Supplied records:
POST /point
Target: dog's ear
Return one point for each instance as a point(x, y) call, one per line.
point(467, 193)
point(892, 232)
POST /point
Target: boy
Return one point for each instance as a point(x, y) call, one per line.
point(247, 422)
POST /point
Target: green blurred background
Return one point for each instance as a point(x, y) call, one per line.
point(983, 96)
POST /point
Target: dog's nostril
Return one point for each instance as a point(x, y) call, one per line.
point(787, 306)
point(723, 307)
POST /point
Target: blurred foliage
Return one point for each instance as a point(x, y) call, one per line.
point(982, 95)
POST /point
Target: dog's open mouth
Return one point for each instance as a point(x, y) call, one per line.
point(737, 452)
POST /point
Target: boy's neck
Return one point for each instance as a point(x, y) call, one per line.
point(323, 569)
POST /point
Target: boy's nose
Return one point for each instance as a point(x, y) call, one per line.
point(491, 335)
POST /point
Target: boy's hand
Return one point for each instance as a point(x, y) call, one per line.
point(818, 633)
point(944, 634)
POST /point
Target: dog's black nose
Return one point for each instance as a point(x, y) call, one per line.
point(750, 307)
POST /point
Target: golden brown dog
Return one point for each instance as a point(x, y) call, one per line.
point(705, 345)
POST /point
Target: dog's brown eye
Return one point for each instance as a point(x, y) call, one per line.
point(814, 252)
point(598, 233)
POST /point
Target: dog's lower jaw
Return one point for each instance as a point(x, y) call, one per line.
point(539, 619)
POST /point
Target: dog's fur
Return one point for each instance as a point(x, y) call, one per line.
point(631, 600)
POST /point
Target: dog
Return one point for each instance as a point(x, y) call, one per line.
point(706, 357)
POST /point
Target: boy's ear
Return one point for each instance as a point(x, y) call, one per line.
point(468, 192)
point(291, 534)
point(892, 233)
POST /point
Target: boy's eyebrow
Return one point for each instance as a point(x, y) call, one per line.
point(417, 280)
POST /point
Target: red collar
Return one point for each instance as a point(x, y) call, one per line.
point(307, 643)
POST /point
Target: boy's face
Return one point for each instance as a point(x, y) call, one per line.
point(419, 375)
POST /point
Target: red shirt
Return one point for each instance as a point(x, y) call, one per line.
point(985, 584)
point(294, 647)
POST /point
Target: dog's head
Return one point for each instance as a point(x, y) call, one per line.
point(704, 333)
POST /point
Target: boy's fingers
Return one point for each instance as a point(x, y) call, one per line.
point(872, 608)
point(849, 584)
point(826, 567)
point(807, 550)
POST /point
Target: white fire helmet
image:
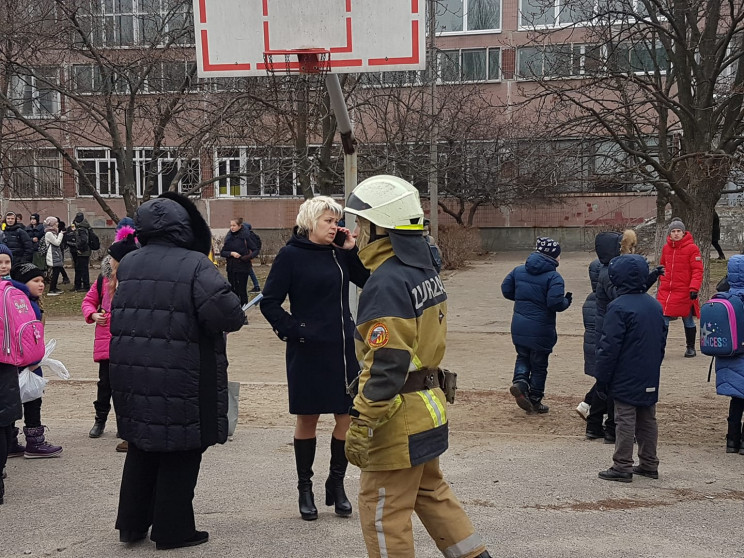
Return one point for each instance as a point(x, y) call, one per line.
point(387, 201)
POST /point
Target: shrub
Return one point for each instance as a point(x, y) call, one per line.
point(458, 245)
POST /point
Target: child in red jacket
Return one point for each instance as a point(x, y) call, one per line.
point(678, 288)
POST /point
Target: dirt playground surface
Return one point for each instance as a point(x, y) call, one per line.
point(479, 349)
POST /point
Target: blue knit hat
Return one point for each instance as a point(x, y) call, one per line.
point(548, 246)
point(5, 250)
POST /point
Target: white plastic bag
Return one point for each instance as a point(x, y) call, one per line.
point(31, 385)
point(51, 364)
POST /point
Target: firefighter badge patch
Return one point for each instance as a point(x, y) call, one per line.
point(378, 336)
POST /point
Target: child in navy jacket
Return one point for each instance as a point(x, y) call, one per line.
point(628, 367)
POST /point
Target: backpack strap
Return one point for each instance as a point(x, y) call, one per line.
point(710, 368)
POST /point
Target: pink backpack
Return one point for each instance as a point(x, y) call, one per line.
point(21, 334)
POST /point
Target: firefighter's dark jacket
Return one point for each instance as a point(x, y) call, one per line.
point(402, 327)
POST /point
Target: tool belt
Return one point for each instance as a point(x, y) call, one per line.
point(428, 378)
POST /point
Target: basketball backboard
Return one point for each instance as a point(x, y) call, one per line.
point(234, 37)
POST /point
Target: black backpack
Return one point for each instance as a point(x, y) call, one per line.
point(257, 241)
point(93, 241)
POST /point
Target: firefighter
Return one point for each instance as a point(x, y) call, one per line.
point(399, 416)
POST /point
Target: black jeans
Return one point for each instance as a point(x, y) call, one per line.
point(82, 279)
point(55, 277)
point(736, 411)
point(32, 413)
point(157, 488)
point(531, 368)
point(102, 404)
point(239, 282)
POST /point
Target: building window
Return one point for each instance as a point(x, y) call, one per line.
point(34, 173)
point(128, 23)
point(462, 16)
point(164, 77)
point(101, 168)
point(34, 93)
point(248, 171)
point(468, 65)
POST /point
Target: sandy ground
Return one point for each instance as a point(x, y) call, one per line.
point(529, 483)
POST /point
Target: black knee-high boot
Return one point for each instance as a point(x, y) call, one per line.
point(335, 493)
point(304, 457)
point(691, 339)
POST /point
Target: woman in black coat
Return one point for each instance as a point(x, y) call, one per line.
point(238, 250)
point(314, 270)
point(168, 369)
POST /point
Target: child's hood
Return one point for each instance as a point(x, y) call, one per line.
point(629, 273)
point(538, 264)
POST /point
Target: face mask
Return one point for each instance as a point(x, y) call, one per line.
point(363, 236)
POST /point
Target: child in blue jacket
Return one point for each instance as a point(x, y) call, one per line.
point(730, 370)
point(537, 290)
point(628, 367)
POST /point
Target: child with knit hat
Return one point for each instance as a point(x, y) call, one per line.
point(96, 308)
point(537, 291)
point(30, 279)
point(678, 288)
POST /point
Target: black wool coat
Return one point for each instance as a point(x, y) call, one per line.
point(318, 329)
point(168, 319)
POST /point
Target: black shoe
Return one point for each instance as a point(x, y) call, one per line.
point(97, 429)
point(521, 398)
point(539, 407)
point(200, 537)
point(644, 473)
point(131, 536)
point(612, 474)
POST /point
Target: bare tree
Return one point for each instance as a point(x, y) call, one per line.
point(657, 85)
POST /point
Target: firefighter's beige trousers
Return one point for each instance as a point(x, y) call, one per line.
point(387, 500)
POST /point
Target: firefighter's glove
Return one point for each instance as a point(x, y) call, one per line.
point(357, 443)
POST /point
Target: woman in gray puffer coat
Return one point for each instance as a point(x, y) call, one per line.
point(168, 369)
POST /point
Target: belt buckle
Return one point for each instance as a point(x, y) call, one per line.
point(429, 381)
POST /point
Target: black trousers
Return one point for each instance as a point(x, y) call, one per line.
point(239, 283)
point(736, 411)
point(102, 404)
point(157, 489)
point(82, 278)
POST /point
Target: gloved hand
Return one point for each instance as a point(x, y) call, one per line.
point(357, 443)
point(601, 392)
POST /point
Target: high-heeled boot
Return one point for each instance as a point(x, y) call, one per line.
point(335, 493)
point(304, 457)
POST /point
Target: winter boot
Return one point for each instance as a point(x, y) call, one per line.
point(15, 449)
point(335, 483)
point(691, 339)
point(36, 445)
point(304, 457)
point(98, 427)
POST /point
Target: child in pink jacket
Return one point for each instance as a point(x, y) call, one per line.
point(96, 309)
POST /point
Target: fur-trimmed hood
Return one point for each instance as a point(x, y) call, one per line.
point(173, 219)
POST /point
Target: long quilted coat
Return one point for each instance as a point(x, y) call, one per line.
point(683, 267)
point(168, 319)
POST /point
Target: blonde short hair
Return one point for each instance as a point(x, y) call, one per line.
point(311, 211)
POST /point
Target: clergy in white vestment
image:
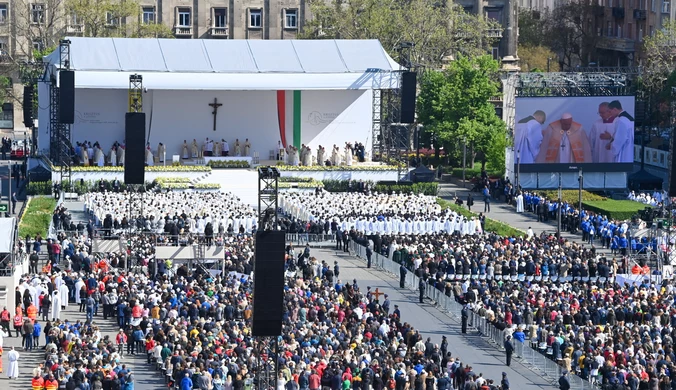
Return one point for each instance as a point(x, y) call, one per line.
point(161, 151)
point(348, 154)
point(150, 161)
point(528, 137)
point(13, 369)
point(78, 286)
point(184, 150)
point(238, 148)
point(63, 292)
point(100, 157)
point(120, 155)
point(601, 153)
point(56, 305)
point(247, 147)
point(519, 203)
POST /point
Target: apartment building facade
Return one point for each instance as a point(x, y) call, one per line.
point(622, 25)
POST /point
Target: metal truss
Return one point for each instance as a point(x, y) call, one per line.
point(135, 93)
point(628, 70)
point(268, 201)
point(574, 84)
point(266, 352)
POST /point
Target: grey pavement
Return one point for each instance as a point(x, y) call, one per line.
point(431, 322)
point(503, 212)
point(146, 377)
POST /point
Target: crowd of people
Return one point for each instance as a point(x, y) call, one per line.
point(174, 213)
point(561, 297)
point(376, 213)
point(656, 199)
point(195, 327)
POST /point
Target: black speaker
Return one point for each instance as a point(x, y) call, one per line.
point(672, 182)
point(268, 284)
point(135, 139)
point(408, 90)
point(67, 96)
point(28, 106)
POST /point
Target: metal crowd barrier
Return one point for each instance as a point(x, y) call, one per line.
point(537, 360)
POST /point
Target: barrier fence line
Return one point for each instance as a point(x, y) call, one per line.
point(538, 360)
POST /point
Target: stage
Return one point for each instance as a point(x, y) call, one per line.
point(270, 92)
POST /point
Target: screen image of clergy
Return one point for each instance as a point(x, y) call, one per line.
point(574, 130)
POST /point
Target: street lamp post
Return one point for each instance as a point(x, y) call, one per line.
point(518, 166)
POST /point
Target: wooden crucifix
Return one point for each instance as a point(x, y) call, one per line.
point(215, 106)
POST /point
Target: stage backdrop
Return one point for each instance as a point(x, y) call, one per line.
point(309, 117)
point(584, 111)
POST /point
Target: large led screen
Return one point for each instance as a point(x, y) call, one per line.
point(560, 133)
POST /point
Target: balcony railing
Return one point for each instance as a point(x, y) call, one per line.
point(219, 32)
point(182, 31)
point(75, 29)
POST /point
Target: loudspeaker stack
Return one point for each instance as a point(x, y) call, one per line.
point(135, 138)
point(268, 284)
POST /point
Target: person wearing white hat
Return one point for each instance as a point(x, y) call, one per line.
point(565, 141)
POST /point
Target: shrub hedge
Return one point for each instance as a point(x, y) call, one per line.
point(615, 209)
point(37, 216)
point(491, 225)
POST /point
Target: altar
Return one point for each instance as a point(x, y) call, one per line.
point(269, 93)
point(248, 159)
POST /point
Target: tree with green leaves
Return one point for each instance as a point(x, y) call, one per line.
point(439, 29)
point(453, 106)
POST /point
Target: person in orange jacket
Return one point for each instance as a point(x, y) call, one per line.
point(37, 383)
point(32, 312)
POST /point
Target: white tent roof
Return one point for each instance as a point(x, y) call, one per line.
point(211, 64)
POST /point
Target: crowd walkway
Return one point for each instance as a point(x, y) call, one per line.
point(506, 213)
point(145, 375)
point(431, 322)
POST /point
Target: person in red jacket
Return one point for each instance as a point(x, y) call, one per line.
point(121, 340)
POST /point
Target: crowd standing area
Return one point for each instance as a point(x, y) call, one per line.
point(563, 298)
point(195, 326)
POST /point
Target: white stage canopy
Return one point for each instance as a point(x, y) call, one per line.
point(6, 234)
point(194, 64)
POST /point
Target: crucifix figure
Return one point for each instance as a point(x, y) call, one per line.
point(215, 105)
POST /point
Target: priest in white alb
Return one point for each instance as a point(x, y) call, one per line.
point(150, 160)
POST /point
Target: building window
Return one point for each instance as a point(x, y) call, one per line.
point(291, 18)
point(37, 13)
point(255, 18)
point(148, 15)
point(220, 19)
point(183, 19)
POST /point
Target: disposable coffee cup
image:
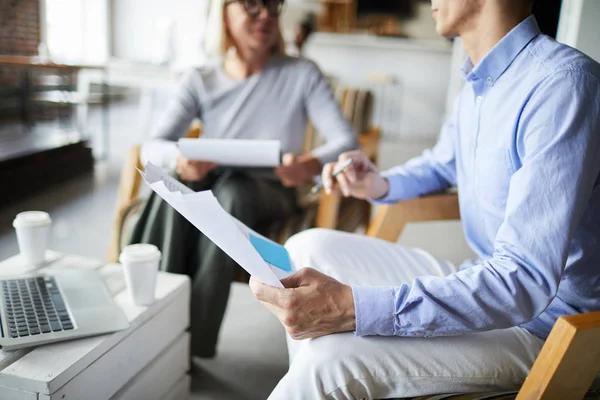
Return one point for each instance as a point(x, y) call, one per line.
point(33, 229)
point(140, 264)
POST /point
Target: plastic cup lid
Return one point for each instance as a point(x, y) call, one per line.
point(139, 253)
point(32, 219)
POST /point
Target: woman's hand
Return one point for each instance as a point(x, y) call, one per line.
point(361, 179)
point(296, 171)
point(191, 170)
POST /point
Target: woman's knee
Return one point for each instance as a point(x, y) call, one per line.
point(234, 195)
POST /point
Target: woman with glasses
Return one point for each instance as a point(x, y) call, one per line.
point(251, 91)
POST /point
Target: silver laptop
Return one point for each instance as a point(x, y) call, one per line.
point(56, 305)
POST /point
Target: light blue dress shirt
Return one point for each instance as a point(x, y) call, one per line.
point(523, 148)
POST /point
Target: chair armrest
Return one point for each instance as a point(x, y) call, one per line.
point(129, 187)
point(369, 142)
point(389, 222)
point(328, 210)
point(568, 361)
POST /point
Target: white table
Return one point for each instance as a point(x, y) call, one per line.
point(150, 360)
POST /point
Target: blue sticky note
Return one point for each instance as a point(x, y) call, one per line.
point(273, 253)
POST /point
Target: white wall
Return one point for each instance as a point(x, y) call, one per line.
point(578, 26)
point(135, 33)
point(420, 68)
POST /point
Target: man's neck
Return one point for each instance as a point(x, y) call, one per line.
point(241, 66)
point(487, 31)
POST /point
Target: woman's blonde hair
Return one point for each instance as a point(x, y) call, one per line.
point(217, 40)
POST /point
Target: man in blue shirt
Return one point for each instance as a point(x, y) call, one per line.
point(523, 149)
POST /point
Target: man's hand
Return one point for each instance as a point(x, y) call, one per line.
point(296, 171)
point(312, 305)
point(190, 170)
point(361, 179)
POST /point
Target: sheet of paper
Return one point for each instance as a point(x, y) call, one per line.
point(273, 253)
point(233, 152)
point(204, 212)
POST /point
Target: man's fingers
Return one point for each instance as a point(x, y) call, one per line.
point(288, 159)
point(349, 154)
point(326, 176)
point(264, 292)
point(345, 185)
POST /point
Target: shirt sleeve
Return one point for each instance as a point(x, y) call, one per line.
point(324, 112)
point(559, 152)
point(433, 171)
point(182, 109)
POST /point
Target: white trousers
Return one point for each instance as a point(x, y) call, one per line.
point(344, 366)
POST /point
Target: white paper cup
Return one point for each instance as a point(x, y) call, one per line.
point(33, 228)
point(140, 264)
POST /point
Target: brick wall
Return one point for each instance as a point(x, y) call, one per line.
point(19, 35)
point(19, 27)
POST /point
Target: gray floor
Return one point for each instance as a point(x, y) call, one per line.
point(252, 354)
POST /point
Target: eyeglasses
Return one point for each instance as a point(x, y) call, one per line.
point(254, 7)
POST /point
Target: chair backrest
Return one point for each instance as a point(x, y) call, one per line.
point(356, 105)
point(570, 358)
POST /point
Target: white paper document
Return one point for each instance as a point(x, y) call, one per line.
point(260, 257)
point(233, 152)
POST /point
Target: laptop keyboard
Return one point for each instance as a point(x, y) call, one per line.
point(34, 306)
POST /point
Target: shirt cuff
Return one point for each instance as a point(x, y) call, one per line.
point(374, 310)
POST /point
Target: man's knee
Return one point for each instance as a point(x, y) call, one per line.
point(320, 372)
point(306, 243)
point(309, 248)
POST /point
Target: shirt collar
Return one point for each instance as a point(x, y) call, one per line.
point(493, 65)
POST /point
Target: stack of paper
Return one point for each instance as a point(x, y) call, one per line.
point(233, 152)
point(262, 258)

Work to be completed: Respond with only the number of lines in the data that include the string "belt".

Output for this task: 2